Return all of the data exactly as written, without the pictures.

[Point-based annotation data]
┌────────

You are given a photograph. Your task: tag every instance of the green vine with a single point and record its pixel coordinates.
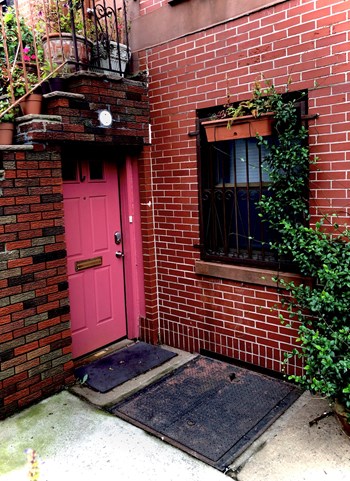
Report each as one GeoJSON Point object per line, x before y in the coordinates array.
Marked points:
{"type": "Point", "coordinates": [321, 252]}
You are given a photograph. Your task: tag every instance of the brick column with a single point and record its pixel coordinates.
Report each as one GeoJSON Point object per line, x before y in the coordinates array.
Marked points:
{"type": "Point", "coordinates": [35, 342]}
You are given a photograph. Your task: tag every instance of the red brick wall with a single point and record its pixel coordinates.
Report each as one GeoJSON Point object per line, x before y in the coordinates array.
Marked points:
{"type": "Point", "coordinates": [307, 40]}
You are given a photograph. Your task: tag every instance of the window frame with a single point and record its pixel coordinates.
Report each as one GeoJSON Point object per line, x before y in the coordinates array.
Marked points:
{"type": "Point", "coordinates": [273, 262]}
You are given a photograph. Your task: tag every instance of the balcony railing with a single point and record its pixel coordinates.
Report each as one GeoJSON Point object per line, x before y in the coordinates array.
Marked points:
{"type": "Point", "coordinates": [42, 39]}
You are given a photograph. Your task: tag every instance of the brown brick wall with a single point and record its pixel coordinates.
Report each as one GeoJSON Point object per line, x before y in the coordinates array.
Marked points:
{"type": "Point", "coordinates": [35, 358]}
{"type": "Point", "coordinates": [35, 337]}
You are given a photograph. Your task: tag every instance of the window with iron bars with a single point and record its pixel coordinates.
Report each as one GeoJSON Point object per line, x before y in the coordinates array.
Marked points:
{"type": "Point", "coordinates": [233, 177]}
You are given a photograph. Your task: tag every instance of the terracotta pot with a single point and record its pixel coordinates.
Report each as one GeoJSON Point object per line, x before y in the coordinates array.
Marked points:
{"type": "Point", "coordinates": [6, 133]}
{"type": "Point", "coordinates": [31, 104]}
{"type": "Point", "coordinates": [57, 84]}
{"type": "Point", "coordinates": [241, 127]}
{"type": "Point", "coordinates": [342, 416]}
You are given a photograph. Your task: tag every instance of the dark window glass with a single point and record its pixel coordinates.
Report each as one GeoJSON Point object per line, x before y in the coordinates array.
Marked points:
{"type": "Point", "coordinates": [233, 180]}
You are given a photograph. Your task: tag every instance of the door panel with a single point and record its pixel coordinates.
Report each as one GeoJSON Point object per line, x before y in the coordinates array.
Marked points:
{"type": "Point", "coordinates": [96, 277]}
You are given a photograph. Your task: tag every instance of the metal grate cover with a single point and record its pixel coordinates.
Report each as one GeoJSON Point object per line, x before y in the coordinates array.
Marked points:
{"type": "Point", "coordinates": [209, 408]}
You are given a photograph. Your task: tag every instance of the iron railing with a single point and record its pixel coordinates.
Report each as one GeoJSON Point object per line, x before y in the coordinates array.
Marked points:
{"type": "Point", "coordinates": [44, 38]}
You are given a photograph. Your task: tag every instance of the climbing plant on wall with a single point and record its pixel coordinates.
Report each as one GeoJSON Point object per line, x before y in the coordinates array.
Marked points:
{"type": "Point", "coordinates": [320, 251]}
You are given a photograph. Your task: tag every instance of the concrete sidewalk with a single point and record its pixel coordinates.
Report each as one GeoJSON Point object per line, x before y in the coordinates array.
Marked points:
{"type": "Point", "coordinates": [76, 439]}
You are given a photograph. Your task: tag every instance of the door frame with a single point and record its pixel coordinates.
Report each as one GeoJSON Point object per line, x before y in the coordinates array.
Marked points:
{"type": "Point", "coordinates": [130, 206]}
{"type": "Point", "coordinates": [130, 212]}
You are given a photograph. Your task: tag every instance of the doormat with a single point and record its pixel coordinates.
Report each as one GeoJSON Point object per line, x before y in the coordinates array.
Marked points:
{"type": "Point", "coordinates": [208, 408]}
{"type": "Point", "coordinates": [115, 369]}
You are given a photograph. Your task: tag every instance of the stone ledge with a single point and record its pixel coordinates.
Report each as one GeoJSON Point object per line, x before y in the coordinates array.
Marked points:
{"type": "Point", "coordinates": [16, 147]}
{"type": "Point", "coordinates": [59, 93]}
{"type": "Point", "coordinates": [39, 117]}
{"type": "Point", "coordinates": [249, 275]}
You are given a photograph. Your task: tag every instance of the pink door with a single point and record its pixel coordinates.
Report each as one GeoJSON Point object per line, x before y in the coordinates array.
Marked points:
{"type": "Point", "coordinates": [94, 249]}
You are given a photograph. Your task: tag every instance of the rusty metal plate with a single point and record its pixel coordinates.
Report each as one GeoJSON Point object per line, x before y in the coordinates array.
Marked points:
{"type": "Point", "coordinates": [88, 263]}
{"type": "Point", "coordinates": [210, 409]}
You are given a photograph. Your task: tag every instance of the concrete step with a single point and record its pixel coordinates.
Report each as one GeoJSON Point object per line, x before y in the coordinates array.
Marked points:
{"type": "Point", "coordinates": [110, 398]}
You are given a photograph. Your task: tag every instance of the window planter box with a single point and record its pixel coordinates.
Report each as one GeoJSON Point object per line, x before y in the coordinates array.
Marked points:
{"type": "Point", "coordinates": [241, 127]}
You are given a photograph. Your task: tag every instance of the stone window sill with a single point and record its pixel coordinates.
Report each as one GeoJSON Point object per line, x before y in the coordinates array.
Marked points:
{"type": "Point", "coordinates": [248, 275]}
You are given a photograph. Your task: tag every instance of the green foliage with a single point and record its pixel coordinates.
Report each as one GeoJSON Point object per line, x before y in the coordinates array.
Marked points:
{"type": "Point", "coordinates": [321, 253]}
{"type": "Point", "coordinates": [10, 115]}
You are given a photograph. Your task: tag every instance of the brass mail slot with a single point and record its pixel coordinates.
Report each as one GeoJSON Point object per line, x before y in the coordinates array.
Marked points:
{"type": "Point", "coordinates": [88, 263]}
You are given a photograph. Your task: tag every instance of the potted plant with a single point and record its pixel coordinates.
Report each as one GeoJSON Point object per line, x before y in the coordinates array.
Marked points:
{"type": "Point", "coordinates": [54, 81]}
{"type": "Point", "coordinates": [247, 119]}
{"type": "Point", "coordinates": [62, 26]}
{"type": "Point", "coordinates": [24, 86]}
{"type": "Point", "coordinates": [320, 302]}
{"type": "Point", "coordinates": [7, 118]}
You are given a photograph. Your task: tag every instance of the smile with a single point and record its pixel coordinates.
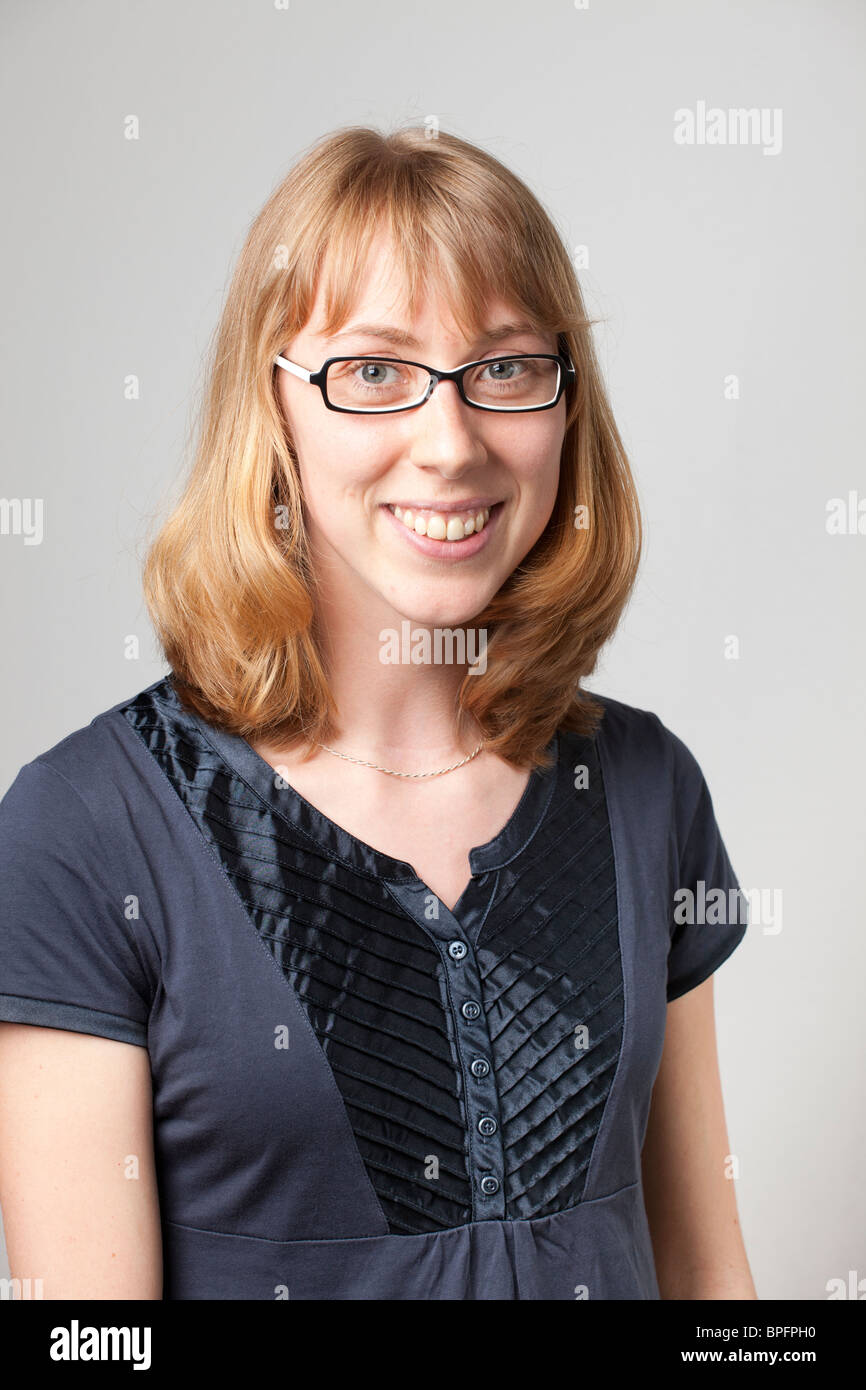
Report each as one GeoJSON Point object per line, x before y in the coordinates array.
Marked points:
{"type": "Point", "coordinates": [444, 535]}
{"type": "Point", "coordinates": [441, 526]}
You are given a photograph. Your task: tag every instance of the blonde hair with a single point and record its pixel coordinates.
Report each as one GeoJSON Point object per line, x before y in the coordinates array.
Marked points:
{"type": "Point", "coordinates": [230, 592]}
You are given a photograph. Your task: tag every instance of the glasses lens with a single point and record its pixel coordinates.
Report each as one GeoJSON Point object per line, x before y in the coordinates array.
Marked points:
{"type": "Point", "coordinates": [374, 384]}
{"type": "Point", "coordinates": [513, 382]}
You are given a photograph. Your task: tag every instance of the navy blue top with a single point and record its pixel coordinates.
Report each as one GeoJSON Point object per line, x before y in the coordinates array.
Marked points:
{"type": "Point", "coordinates": [357, 1093]}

└────────

**Written reply:**
You are given a photograph. Your task: tag every instance of the green vine with a single point and record its pixel coordinates.
Report each as one GeoJSON Point object per line, x before y in the coordinates array.
Marked points:
{"type": "Point", "coordinates": [321, 252]}
You are given a photograph. Your task: tag every instance of the brick column with a single point and record its pixel coordinates.
Report each as one GeoJSON Point object per line, x before y in the coordinates array.
Marked points:
{"type": "Point", "coordinates": [35, 342]}
You are given a photograph. Your task: tag every instance of the red brick wall with a single point and record its pixel coordinates.
Report each as one GeoJSON Point object per line, x before y in the coordinates array.
Marked points:
{"type": "Point", "coordinates": [307, 40]}
You are given a photograph. Your task: tag every instance of the window frame with a single point and record its pixel coordinates.
Report each as one GeoJSON Point object per line, x before y in the coordinates array.
Marked points:
{"type": "Point", "coordinates": [273, 262]}
You are given a photograph. Your task: tag every instance of the balcony railing with a single point and record its pixel coordinates.
Report each as one GeoJSON Point object per line, x before y in the coordinates array.
Marked points:
{"type": "Point", "coordinates": [42, 39]}
You are given a photograph. Your task: tag every instance of the brown brick wall with a single point and record its pixel coordinates.
Report each as one GeoJSON Point object per line, x before y in the coordinates array.
Marked points:
{"type": "Point", "coordinates": [35, 358]}
{"type": "Point", "coordinates": [35, 337]}
You are given a photograph. Your task: tag every instance of the window with iron bars with a single point and record its pixel coordinates.
Report each as one GeoJSON Point object per line, x before y in the coordinates array.
Marked points:
{"type": "Point", "coordinates": [233, 177]}
You are given a photograph. Your task: tag every instance of the terracotta pot with a single point and record its pixel coordinates.
Report each as one GeoJSON Point object per line, x before y in the coordinates array.
Marked points:
{"type": "Point", "coordinates": [6, 133]}
{"type": "Point", "coordinates": [31, 104]}
{"type": "Point", "coordinates": [57, 84]}
{"type": "Point", "coordinates": [241, 127]}
{"type": "Point", "coordinates": [342, 416]}
You are given a photograph. Your task: tag every instance of the dark window glass with a single point and record its pixel coordinates.
Report each as one GeoJSON Point object per line, x before y in the coordinates array.
Marked points:
{"type": "Point", "coordinates": [233, 180]}
You are given a photograph. Your task: tag every instance of the door panel with a single point and record its pixel coordinates.
Report each as one GeoJSON Point object per line, x before y in the coordinates array.
Marked points:
{"type": "Point", "coordinates": [96, 277]}
You are given a photograph. Your task: tag every instance of the metal grate cover with a single point and record its pixel coordinates.
Report each as one GeoJSON Point object per line, x before y in the coordinates array.
Marked points:
{"type": "Point", "coordinates": [209, 408]}
You are given a photograph. Your task: tag every instance of the iron railing with a single point and record its pixel coordinates.
Report each as one GeoJSON Point object per line, x before y in the coordinates array.
Marked points:
{"type": "Point", "coordinates": [44, 38]}
You are given a photograph. Your task: tag every instance of the climbing plant on wall with a single point and record its pixel coordinates.
Report each as one GeoJSON Point object per line, x before y in the coordinates array.
Marked points:
{"type": "Point", "coordinates": [320, 251]}
You are given a photograph. Your task: tag every instance of the concrete sidewalk with a single point and record its pixel coordinates.
Report each as one GeoJSON Point object per line, x before y in the coordinates array.
Marked points:
{"type": "Point", "coordinates": [76, 439]}
You are given a photograph. Your task: tag every instance of the door frame with a single point and record its pixel coordinates.
Report each as one GeoJSON Point object per line, x before y in the coordinates array.
Marked points:
{"type": "Point", "coordinates": [130, 206]}
{"type": "Point", "coordinates": [130, 212]}
You are given a photograph. Your task: tag every instance of the doormat with a single point and record its pixel coordinates.
Report each as one GeoJSON Point object per line, x before y in the coordinates array.
Marked points:
{"type": "Point", "coordinates": [208, 408]}
{"type": "Point", "coordinates": [115, 369]}
You are given a photograph. Your task: tag every instance of the stone ledge with a single point and record its pixel coordinates.
Report each as one GeoJSON Point object per line, x before y in the coordinates array.
Marked points:
{"type": "Point", "coordinates": [16, 147]}
{"type": "Point", "coordinates": [59, 93]}
{"type": "Point", "coordinates": [39, 117]}
{"type": "Point", "coordinates": [249, 275]}
You are given a photograph. Your task: tag every instance of the pink door with a single point and record its pixel coordinates.
Report each as one GeoJSON Point object per line, x before y in the coordinates array.
Marked points:
{"type": "Point", "coordinates": [94, 249]}
You are given a photograph. Your task: tag every instance of the rusty metal plate with a single point and record its pixel coordinates.
Report each as one GeoJSON Point object per line, x before y in the coordinates array.
Marked points:
{"type": "Point", "coordinates": [88, 263]}
{"type": "Point", "coordinates": [210, 409]}
You are given a photograph. Your task: tag every instance of the concrete step with a single point and record its pixel coordinates.
Report each as one GeoJSON Point object per line, x before y in the coordinates array.
Marked points:
{"type": "Point", "coordinates": [110, 398]}
You are given a photograph. Your task: tag every instance of the window planter box with a single point and record its pixel coordinates.
Report each as one GeoJSON Point object per line, x before y in the coordinates array.
Marked points:
{"type": "Point", "coordinates": [241, 127]}
You are given a photograph. Your task: tag every instance of the stone window sill with a single point and record its pixel coordinates.
Report each as one GeoJSON Point object per line, x before y in the coordinates array.
Marked points:
{"type": "Point", "coordinates": [248, 275]}
You are given a photograph. Your task: tag every instance of the green foliage with a single point and record its pixel coordinates.
Report each as one GeoJSON Point object per line, x before y in the coordinates array.
Marked points:
{"type": "Point", "coordinates": [321, 253]}
{"type": "Point", "coordinates": [10, 115]}
You are given a photograph. Your task: tag every instance of the brass mail slot with a single point and record its pixel coordinates.
Report each as one GeoJSON Point object per line, x before y in the coordinates array.
Marked points:
{"type": "Point", "coordinates": [88, 263]}
You are given a photograph. Your task: tag every instance of the potted plant with a single point and record its pixel coordinates.
Report each as one GeoJSON Point object per line, x before y in the coordinates array.
Marked points:
{"type": "Point", "coordinates": [54, 81]}
{"type": "Point", "coordinates": [247, 119]}
{"type": "Point", "coordinates": [62, 26]}
{"type": "Point", "coordinates": [24, 86]}
{"type": "Point", "coordinates": [320, 302]}
{"type": "Point", "coordinates": [7, 118]}
You are given a photograph. Your task: tag every instance of the smile with a single point and record its pixel coordinates.
Report each as one GeoJSON Point object per line, x before y in the coordinates array.
Marked points:
{"type": "Point", "coordinates": [444, 535]}
{"type": "Point", "coordinates": [441, 526]}
You are given a photograph. Your task: tag every instance of the blonde hair with a single point and record its pixel coordinates.
Report each as one GeoJSON Point object per line, x before y in the coordinates array.
Marked points:
{"type": "Point", "coordinates": [230, 592]}
You are given a photograph. Your task: tag every instance of the glasses lens with a single point and record its pixel coordinates.
Report each as one GeoJSON Point object per line, x before y in the coordinates array.
Marked points:
{"type": "Point", "coordinates": [374, 384]}
{"type": "Point", "coordinates": [513, 382]}
You are given a photograph. Your task: tag every instance of the navy blue top with a single point and record its pixel coordinates.
Report each as one GeoJSON Point object per line, x before y in the coordinates array.
Marked points:
{"type": "Point", "coordinates": [357, 1093]}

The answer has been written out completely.